┌──
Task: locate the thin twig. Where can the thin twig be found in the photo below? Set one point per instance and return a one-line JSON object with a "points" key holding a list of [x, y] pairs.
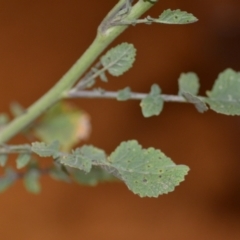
{"points": [[133, 96]]}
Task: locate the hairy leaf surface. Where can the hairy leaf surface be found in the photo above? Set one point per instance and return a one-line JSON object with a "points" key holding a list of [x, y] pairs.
{"points": [[176, 17], [146, 172], [119, 59], [124, 94], [152, 104], [46, 150], [188, 82], [225, 95]]}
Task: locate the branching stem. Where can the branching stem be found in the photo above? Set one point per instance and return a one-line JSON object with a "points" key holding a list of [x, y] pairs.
{"points": [[113, 95], [101, 42]]}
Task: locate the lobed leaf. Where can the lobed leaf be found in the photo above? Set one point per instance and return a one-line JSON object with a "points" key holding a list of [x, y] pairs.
{"points": [[225, 95], [23, 159], [176, 17], [8, 179], [94, 177], [119, 59], [83, 158], [152, 104], [3, 159], [124, 94], [46, 150], [31, 181], [146, 172], [188, 82], [198, 103]]}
└──
# [INSTRUCTIONS FOR THE TASK]
Rewrite the listing above with every "photo" changed to "image" and nothing else altered. Leave the pictures out.

# [FINISHED TASK]
Task: locate the thin twig. Where can the thin twig be found in the image below? Set one point per instance and return a one-line JSON object with a "points" key holding a list of [x, y] pairs.
{"points": [[133, 96]]}
Task: locate the hairy leaf surface. Where can the hairy leaf surface be found in the image above? Set one point per instance and return a one-line JSON object with a "points" key holding a list of [x, y] pairs.
{"points": [[176, 17], [146, 172], [119, 59], [124, 94], [152, 104], [46, 150], [188, 82], [225, 95]]}
Task: locate the branching stem. Where can the branching stem be found in the image above? Set one point per instance and return a one-line JSON object with a "points" key holding a list of [x, y] pairs.
{"points": [[113, 95], [101, 42]]}
Task: locate the lobed leaf. Where can the lobed leaf be found in the image above? Set one point per instance and return a one-line JSON object with a "points" key holding a list of [x, y] pairs.
{"points": [[225, 95], [23, 159], [176, 17], [8, 179], [94, 177], [119, 59], [83, 158], [152, 104], [3, 159], [124, 94], [46, 150], [31, 181], [146, 172], [188, 82], [198, 103]]}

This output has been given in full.